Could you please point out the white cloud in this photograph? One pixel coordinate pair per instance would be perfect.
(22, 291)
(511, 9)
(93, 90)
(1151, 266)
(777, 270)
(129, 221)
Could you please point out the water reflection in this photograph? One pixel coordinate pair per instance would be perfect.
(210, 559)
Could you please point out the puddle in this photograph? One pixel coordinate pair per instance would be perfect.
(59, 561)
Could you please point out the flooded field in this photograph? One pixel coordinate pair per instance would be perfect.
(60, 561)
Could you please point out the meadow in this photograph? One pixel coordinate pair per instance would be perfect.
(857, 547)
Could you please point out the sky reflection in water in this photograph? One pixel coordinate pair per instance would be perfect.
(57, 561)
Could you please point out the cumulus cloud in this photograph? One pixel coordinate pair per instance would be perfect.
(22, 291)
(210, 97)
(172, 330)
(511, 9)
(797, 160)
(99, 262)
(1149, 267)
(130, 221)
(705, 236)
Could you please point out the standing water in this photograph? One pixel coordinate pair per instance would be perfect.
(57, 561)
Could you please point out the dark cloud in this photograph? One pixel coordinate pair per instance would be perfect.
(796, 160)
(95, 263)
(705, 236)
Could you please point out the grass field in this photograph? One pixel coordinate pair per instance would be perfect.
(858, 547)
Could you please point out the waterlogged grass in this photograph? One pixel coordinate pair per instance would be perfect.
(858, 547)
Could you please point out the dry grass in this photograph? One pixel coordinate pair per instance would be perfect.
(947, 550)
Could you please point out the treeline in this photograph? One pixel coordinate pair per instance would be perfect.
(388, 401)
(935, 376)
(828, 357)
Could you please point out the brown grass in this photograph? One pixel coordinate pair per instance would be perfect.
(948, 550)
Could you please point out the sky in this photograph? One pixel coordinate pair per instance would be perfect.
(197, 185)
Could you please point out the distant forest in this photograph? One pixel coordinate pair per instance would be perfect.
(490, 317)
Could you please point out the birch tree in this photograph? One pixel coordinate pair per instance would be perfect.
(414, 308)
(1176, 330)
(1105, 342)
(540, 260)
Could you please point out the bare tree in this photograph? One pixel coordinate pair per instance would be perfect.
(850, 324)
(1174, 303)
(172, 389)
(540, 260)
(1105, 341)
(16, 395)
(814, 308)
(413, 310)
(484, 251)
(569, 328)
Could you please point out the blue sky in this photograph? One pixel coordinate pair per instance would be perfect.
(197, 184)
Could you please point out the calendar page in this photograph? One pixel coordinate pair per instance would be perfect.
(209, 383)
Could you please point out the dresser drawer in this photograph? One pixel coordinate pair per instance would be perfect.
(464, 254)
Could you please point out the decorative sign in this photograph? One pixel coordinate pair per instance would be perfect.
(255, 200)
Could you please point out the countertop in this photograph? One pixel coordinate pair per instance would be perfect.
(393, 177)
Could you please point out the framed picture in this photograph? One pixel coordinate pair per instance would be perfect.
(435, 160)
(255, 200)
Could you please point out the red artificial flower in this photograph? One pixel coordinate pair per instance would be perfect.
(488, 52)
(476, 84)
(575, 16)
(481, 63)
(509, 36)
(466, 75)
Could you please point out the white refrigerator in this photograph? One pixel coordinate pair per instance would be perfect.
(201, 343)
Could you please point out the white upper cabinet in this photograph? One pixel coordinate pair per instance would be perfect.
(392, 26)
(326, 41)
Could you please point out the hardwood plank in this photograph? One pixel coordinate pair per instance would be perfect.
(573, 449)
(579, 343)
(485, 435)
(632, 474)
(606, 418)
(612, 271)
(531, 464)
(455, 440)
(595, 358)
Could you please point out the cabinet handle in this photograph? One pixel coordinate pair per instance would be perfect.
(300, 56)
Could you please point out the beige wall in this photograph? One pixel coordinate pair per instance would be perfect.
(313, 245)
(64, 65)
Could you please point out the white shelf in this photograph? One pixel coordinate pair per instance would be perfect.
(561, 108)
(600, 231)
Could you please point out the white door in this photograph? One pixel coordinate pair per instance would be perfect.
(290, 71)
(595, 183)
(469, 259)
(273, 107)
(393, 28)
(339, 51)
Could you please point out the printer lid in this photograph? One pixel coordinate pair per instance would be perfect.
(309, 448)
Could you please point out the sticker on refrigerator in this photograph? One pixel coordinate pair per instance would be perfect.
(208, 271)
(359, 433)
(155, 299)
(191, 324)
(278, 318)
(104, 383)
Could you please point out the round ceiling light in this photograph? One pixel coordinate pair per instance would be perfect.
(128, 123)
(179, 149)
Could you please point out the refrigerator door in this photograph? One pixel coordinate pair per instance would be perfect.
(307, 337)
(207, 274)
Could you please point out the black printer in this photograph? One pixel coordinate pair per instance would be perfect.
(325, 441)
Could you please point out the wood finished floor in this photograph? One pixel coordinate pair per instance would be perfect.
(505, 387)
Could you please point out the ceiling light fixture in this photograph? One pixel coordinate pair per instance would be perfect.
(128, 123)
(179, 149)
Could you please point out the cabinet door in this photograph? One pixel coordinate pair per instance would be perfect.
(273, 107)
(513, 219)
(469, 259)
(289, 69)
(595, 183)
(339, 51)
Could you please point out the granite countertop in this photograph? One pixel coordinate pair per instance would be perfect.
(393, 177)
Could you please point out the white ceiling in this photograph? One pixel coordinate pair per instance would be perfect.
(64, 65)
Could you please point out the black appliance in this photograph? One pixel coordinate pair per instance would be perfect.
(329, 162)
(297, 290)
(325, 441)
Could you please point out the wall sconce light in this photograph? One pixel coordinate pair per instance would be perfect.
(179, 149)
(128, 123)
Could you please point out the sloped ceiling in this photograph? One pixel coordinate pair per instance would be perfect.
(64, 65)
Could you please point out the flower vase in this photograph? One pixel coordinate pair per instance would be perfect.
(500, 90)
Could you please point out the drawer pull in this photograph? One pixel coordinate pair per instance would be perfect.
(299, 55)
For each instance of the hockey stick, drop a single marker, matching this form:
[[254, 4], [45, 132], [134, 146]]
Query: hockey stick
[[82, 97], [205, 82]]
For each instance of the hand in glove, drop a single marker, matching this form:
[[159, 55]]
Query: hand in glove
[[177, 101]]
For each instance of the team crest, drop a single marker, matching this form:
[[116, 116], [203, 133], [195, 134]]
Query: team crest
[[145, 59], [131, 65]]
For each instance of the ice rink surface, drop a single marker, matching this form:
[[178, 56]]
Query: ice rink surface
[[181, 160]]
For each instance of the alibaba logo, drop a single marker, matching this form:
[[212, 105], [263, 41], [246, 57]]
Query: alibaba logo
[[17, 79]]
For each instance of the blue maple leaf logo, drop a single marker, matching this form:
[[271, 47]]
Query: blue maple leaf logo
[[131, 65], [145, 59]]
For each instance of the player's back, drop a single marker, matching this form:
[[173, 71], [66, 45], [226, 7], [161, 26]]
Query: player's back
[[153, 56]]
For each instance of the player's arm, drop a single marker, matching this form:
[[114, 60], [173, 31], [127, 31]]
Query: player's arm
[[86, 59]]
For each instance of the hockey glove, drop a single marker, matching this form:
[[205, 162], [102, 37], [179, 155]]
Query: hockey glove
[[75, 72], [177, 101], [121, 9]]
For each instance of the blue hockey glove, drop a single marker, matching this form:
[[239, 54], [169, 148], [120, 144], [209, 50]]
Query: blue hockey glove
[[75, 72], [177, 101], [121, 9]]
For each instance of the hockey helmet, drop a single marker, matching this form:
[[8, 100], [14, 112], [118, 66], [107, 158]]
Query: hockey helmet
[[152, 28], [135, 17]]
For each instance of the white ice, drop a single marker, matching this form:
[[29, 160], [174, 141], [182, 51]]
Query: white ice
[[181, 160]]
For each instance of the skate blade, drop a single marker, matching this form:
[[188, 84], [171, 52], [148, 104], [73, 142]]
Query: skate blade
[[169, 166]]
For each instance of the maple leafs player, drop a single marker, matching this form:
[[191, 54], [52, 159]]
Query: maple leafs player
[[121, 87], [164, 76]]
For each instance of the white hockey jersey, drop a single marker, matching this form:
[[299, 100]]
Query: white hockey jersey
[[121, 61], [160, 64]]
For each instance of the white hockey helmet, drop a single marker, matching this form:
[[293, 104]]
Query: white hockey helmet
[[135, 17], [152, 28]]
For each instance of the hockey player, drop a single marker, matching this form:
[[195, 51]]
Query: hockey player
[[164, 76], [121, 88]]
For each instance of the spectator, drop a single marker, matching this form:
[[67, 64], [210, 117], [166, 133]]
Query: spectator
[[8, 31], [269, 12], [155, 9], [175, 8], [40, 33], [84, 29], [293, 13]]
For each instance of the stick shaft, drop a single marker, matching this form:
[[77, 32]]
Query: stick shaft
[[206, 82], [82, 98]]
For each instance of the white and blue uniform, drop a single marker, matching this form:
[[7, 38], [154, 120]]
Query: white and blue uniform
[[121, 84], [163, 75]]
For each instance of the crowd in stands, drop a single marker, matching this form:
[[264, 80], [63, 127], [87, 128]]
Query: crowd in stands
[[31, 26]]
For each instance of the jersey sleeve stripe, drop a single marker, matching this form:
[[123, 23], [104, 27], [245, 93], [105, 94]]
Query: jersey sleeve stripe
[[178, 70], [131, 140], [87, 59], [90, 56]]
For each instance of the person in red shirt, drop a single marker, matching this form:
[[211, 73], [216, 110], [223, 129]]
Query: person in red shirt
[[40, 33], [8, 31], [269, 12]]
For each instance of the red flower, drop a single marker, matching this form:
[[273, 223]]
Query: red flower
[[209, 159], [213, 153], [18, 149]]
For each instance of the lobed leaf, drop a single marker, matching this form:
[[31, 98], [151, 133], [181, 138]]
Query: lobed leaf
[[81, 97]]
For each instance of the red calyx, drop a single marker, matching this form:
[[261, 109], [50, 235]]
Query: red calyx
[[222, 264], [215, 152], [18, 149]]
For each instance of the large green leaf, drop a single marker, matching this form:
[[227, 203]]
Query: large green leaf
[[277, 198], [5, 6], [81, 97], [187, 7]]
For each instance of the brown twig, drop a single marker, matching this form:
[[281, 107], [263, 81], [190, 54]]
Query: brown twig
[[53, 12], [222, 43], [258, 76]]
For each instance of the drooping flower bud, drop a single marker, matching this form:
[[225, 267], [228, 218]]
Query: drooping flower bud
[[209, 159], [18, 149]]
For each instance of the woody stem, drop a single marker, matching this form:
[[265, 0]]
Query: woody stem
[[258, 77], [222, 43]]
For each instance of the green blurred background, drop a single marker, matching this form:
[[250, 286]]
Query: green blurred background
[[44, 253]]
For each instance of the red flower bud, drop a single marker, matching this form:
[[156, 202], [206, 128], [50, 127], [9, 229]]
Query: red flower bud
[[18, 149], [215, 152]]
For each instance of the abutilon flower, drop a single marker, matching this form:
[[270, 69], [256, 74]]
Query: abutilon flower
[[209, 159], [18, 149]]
****************************************
Extract exactly the lines between the line containing "For each instance of the person" and the end of the data, including both.

For each instance of the person in red shirt, drop a single marker, matching this form:
[[211, 73], [216, 110], [223, 129]]
Query: person in red shirt
[[40, 33], [8, 31], [269, 12]]
For each instance of the red flower, drop a single marker, matching this form:
[[273, 223]]
Query: red flower
[[209, 159], [213, 153], [18, 149]]
For each instance of the lobed leaf, drop a single marker, matching this form:
[[31, 98], [151, 133], [181, 138]]
Query: lobed leaf
[[81, 97]]
For each instance of the red calyx, drop a single marker, matching this form:
[[261, 109], [50, 235]]
Query: red calyx
[[222, 264], [215, 152], [18, 149]]
For each instance of the large green leaf, drop a single marker, matching this form:
[[227, 203]]
Query: large green leaf
[[277, 198], [5, 6], [81, 97], [187, 7]]
For each instance of the brown twig, drop a single marker, matching this form:
[[281, 107], [263, 81], [190, 54]]
Query: brown twig
[[53, 12], [222, 43], [258, 76]]
For each instance of the drooping flower bud, drop a single marker, matching this form:
[[225, 267], [228, 218]]
Query: drooping flower bud
[[209, 159], [18, 149]]
For each instance of the woody stem, drop a single marker, matching this form:
[[265, 0]]
Query: woody stem
[[258, 77], [222, 43]]
For each instance of the green blurred background, drop a single marker, matching this form:
[[250, 286]]
Query: green blurred background
[[44, 253]]
For each instance of the red flower bud, drop a single marker, matching this form:
[[156, 202], [206, 128], [50, 127], [9, 229]]
Query: red flower bud
[[18, 149], [215, 152]]
For each instance of the abutilon flower, drop a single marker, matching this form:
[[270, 69], [256, 74]]
Query: abutilon flower
[[209, 159], [18, 149]]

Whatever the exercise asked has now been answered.